Exercise objective - Beneath this instruction is a block of data; output from it exactly the lines that run from the one containing "[[135, 92], [145, 66], [123, 39], [96, 62], [111, 86]]" through the one containing "294], [106, 246]]]", inclusive.

Collected data
◇ ◇ ◇ ◇
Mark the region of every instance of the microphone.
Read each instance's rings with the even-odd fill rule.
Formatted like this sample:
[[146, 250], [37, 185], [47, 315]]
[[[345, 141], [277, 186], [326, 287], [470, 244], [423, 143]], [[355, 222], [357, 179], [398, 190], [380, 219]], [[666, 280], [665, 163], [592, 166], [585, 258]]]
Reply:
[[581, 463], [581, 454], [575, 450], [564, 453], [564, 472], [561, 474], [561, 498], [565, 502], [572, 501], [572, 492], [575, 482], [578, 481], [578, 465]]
◇ ◇ ◇ ◇
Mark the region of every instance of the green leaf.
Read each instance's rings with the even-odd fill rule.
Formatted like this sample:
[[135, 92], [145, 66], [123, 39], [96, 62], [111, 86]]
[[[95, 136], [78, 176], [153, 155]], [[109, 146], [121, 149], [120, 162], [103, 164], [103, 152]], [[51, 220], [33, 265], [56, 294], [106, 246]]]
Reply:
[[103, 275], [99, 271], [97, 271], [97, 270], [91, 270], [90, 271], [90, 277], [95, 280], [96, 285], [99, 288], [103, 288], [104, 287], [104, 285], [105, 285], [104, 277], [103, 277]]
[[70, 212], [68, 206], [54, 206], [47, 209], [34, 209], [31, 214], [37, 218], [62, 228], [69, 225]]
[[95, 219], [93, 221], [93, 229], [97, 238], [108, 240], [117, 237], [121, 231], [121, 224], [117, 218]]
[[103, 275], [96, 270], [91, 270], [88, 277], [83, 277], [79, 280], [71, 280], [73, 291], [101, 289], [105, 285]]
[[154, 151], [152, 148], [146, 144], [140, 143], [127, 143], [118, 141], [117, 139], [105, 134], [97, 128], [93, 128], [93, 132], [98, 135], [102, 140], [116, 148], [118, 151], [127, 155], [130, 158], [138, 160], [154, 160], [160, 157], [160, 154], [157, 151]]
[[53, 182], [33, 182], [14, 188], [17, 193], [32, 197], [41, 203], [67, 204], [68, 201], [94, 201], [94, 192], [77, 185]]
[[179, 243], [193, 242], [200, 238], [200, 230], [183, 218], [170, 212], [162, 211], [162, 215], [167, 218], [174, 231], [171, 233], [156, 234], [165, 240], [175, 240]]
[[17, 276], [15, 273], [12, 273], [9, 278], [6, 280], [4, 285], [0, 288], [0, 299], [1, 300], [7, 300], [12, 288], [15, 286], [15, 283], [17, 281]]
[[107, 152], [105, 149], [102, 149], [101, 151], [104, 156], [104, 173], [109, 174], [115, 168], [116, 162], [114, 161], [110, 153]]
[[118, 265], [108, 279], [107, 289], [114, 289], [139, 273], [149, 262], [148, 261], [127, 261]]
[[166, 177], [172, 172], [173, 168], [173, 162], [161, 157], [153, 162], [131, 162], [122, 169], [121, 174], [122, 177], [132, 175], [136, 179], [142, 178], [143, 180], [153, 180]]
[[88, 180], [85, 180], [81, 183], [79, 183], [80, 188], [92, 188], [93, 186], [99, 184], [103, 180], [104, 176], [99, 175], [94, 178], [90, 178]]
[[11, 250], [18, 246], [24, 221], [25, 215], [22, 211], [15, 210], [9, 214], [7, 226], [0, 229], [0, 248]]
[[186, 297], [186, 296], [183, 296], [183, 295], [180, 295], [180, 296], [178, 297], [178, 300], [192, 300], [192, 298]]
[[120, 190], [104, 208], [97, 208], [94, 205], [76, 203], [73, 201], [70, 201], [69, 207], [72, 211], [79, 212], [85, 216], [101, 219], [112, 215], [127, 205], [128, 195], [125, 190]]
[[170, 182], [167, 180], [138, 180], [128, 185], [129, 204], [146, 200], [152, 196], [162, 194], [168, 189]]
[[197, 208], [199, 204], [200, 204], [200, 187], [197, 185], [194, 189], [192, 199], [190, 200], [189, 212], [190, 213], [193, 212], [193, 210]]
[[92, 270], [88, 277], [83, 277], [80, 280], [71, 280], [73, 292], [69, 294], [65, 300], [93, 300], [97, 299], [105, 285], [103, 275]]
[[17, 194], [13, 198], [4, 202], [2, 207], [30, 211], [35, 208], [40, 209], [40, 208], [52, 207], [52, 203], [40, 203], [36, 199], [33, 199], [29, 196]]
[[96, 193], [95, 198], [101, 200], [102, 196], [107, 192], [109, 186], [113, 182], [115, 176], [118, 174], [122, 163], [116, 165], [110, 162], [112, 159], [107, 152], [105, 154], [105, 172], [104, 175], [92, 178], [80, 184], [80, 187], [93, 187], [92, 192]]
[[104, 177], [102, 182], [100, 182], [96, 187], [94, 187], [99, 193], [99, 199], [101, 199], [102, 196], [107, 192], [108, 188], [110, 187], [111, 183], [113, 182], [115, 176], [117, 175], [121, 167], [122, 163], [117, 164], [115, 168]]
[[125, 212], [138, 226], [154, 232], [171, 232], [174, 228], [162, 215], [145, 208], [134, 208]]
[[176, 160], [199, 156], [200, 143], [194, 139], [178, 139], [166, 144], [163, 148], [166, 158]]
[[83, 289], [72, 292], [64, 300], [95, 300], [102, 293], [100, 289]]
◇ ◇ ◇ ◇
Result for this exercise -
[[135, 92], [145, 66], [123, 39], [96, 62], [111, 86]]
[[[95, 136], [78, 176], [153, 155]], [[109, 146], [121, 149], [120, 162], [103, 164], [103, 152]], [[51, 220], [33, 265], [56, 294], [106, 246]]]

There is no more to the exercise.